Records for the exercise
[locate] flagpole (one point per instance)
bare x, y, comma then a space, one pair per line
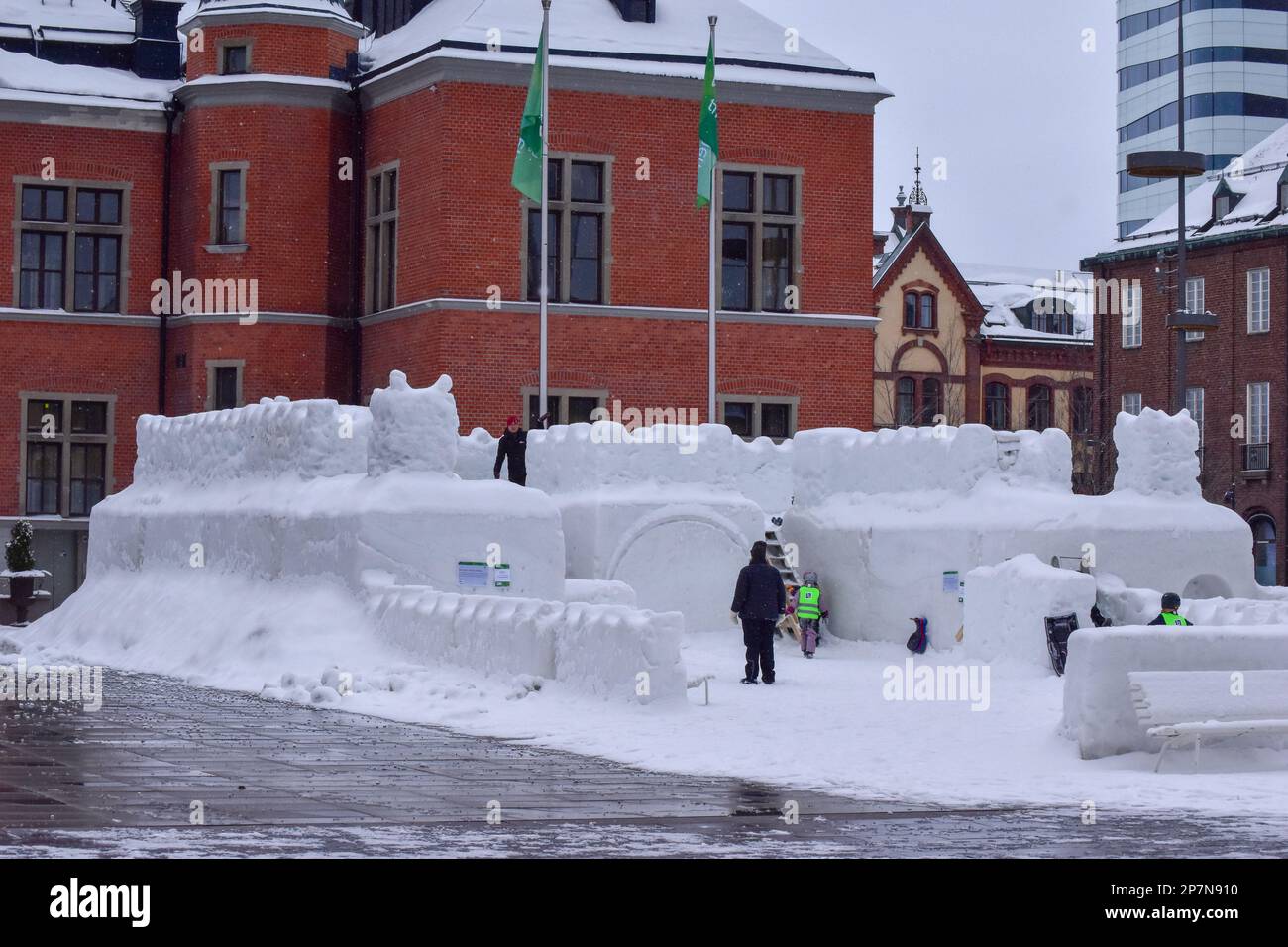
545, 204
711, 282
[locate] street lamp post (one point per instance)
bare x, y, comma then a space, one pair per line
1179, 163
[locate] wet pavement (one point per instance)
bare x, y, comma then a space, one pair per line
268, 779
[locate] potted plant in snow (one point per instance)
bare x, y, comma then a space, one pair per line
21, 569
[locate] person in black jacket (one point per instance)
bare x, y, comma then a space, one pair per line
513, 449
759, 602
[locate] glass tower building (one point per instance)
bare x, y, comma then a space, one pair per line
1235, 88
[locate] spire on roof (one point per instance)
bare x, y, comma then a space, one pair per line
917, 197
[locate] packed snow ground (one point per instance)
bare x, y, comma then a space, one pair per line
823, 725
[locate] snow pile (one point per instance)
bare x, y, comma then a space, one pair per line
1006, 605
893, 519
26, 76
270, 440
608, 651
412, 429
1098, 706
1157, 454
281, 521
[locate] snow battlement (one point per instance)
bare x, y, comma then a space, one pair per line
831, 462
1157, 454
270, 440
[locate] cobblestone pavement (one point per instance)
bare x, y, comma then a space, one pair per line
281, 780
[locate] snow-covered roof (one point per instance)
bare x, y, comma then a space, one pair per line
1003, 290
1253, 175
591, 34
84, 21
25, 77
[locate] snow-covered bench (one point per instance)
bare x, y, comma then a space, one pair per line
1183, 706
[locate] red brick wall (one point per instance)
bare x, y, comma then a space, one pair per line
643, 363
73, 360
1223, 364
462, 221
277, 50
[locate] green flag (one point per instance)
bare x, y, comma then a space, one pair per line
527, 159
708, 132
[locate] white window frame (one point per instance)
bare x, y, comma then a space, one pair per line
1258, 302
1194, 403
1258, 412
1196, 302
1132, 318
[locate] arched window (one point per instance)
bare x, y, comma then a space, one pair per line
927, 311
1080, 408
997, 406
931, 401
1039, 407
1263, 549
906, 402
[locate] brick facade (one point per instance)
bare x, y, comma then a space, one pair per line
1223, 364
307, 144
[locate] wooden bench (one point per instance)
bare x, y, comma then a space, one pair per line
1183, 706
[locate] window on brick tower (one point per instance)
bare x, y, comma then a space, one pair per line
760, 239
997, 406
382, 239
755, 415
580, 210
1039, 407
65, 460
71, 248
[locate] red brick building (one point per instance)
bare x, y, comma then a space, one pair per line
1236, 375
321, 193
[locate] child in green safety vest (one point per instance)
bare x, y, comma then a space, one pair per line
807, 607
1170, 616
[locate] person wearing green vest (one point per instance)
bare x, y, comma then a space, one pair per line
1170, 616
807, 607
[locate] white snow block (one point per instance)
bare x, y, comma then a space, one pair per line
1157, 454
613, 652
1006, 607
1098, 706
412, 429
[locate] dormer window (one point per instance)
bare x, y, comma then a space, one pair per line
1224, 201
235, 59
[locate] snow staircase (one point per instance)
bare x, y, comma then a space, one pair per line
778, 557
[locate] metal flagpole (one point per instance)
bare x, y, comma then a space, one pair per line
711, 283
545, 204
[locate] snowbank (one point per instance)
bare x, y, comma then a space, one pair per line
893, 519
1006, 605
608, 651
1098, 706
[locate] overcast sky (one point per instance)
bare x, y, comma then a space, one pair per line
1004, 91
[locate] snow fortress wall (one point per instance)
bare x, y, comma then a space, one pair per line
893, 519
609, 651
669, 509
343, 500
1006, 604
1098, 705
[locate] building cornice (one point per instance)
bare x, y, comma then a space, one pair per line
80, 318
639, 312
271, 13
266, 89
381, 88
94, 112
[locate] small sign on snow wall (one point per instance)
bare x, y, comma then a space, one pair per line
472, 574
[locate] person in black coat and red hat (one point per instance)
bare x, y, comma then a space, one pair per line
759, 602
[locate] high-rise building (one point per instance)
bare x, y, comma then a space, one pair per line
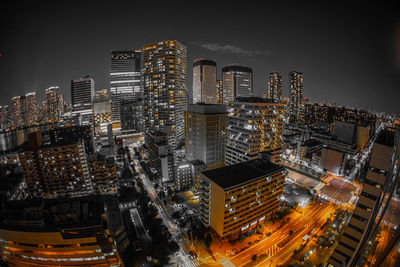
82, 94
206, 134
54, 102
235, 199
86, 231
16, 111
219, 92
369, 203
55, 170
132, 115
124, 79
237, 81
296, 104
103, 174
101, 112
254, 125
164, 89
275, 85
31, 115
204, 81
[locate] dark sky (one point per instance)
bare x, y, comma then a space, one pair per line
349, 54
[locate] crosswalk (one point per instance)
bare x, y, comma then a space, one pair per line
272, 251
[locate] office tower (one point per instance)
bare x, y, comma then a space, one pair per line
124, 79
71, 134
55, 170
132, 115
101, 112
53, 104
237, 81
275, 85
5, 117
219, 92
16, 111
237, 198
204, 81
161, 157
164, 89
374, 191
296, 104
254, 125
206, 134
87, 231
82, 94
103, 174
31, 115
187, 175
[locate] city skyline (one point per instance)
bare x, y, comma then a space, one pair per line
340, 56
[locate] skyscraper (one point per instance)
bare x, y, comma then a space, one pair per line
55, 170
219, 92
124, 79
31, 115
296, 104
164, 89
275, 85
54, 102
101, 112
82, 94
237, 81
16, 111
205, 134
205, 81
254, 125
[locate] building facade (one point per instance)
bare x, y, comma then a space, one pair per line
62, 232
206, 134
237, 198
82, 94
296, 104
275, 85
254, 125
237, 81
101, 112
124, 79
165, 90
204, 81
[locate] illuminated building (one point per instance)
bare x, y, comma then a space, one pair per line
5, 117
365, 215
237, 81
206, 134
86, 231
160, 155
187, 175
164, 89
31, 115
16, 111
219, 92
54, 104
296, 104
55, 170
101, 112
103, 174
132, 115
82, 94
275, 85
254, 125
237, 198
205, 81
124, 79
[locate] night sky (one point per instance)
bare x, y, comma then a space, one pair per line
349, 55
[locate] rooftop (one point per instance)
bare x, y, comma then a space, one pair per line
242, 173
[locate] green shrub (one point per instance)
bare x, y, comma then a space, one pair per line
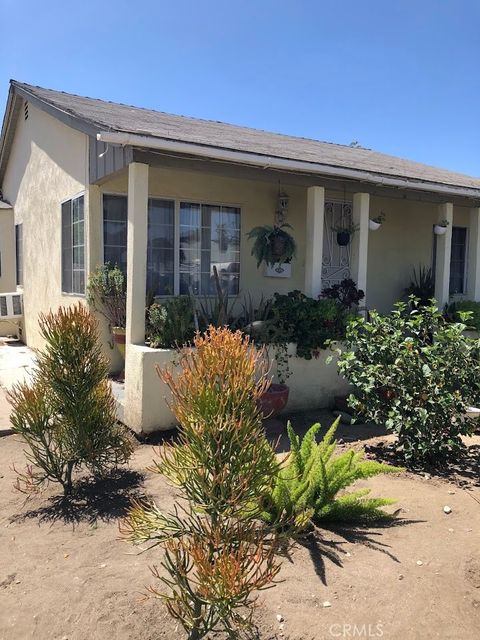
217, 552
308, 322
171, 323
67, 415
306, 489
457, 310
416, 374
107, 294
422, 285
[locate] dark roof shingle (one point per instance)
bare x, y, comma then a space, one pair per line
135, 120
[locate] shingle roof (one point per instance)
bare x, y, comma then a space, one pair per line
127, 119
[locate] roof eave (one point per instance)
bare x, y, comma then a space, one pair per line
285, 164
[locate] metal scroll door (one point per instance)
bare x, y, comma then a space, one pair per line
336, 259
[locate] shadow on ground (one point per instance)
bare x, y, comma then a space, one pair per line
321, 549
276, 428
104, 499
464, 471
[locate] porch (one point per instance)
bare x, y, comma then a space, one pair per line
379, 262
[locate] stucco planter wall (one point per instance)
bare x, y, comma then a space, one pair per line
312, 384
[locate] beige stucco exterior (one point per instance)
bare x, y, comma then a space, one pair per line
7, 251
7, 264
49, 163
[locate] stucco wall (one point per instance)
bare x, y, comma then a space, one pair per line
7, 251
257, 200
7, 274
47, 165
404, 241
313, 384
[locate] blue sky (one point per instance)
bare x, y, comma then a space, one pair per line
399, 76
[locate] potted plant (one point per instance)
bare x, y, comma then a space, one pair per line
273, 244
441, 227
345, 232
106, 293
274, 400
375, 223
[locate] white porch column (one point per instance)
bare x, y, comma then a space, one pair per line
137, 252
359, 255
473, 277
314, 241
442, 263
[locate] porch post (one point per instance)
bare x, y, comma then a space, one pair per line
137, 252
359, 256
442, 263
314, 241
473, 276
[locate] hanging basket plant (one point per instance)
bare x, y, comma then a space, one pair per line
345, 232
374, 224
272, 244
440, 229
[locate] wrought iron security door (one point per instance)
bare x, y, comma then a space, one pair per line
336, 259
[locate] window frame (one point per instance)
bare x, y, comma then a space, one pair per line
465, 265
453, 296
177, 200
72, 293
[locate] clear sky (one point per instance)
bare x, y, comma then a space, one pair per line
399, 76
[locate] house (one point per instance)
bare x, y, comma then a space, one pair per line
85, 181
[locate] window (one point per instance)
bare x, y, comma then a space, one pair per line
458, 260
19, 253
73, 246
209, 236
185, 241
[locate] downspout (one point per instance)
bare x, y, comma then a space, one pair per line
263, 161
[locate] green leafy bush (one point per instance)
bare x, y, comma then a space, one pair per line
67, 415
422, 285
170, 324
415, 373
217, 551
308, 322
107, 294
306, 489
457, 310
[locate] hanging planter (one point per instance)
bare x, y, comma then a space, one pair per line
343, 238
441, 228
272, 244
345, 232
374, 224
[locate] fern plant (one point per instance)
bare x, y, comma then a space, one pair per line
307, 487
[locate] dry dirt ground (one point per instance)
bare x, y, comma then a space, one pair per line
64, 573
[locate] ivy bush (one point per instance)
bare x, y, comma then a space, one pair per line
466, 306
307, 487
415, 373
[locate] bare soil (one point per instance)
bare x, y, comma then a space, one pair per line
64, 573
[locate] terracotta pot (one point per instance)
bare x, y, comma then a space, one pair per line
343, 238
118, 334
273, 401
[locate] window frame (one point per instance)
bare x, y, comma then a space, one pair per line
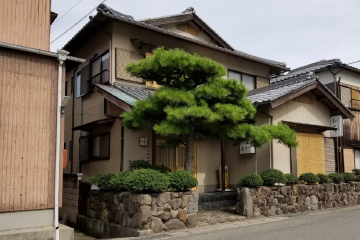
107, 157
241, 77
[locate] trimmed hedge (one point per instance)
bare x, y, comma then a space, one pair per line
251, 180
309, 178
273, 176
356, 171
336, 177
291, 179
348, 177
102, 181
181, 180
146, 180
324, 178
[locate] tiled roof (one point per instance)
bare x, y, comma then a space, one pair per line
277, 90
118, 94
134, 91
313, 67
106, 11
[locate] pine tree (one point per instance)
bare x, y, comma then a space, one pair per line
195, 102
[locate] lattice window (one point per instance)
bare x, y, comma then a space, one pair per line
186, 27
123, 57
345, 94
304, 98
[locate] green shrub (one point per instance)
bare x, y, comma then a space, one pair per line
117, 181
102, 181
161, 168
348, 177
139, 164
146, 180
251, 180
181, 180
309, 178
336, 177
273, 176
356, 171
324, 178
291, 179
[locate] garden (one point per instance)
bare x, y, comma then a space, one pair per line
273, 193
145, 197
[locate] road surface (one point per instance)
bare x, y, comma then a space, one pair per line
339, 224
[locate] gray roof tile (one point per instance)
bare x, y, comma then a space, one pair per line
104, 9
277, 90
313, 67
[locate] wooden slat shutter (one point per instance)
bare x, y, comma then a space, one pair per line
85, 79
151, 84
349, 160
355, 97
84, 148
123, 57
329, 155
345, 94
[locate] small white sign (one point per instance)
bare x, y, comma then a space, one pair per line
246, 148
336, 122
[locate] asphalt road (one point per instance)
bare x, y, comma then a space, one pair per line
333, 225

Task brief
Find out how many lines in the listing contain the string "porch". Give the number alone.

Task result
3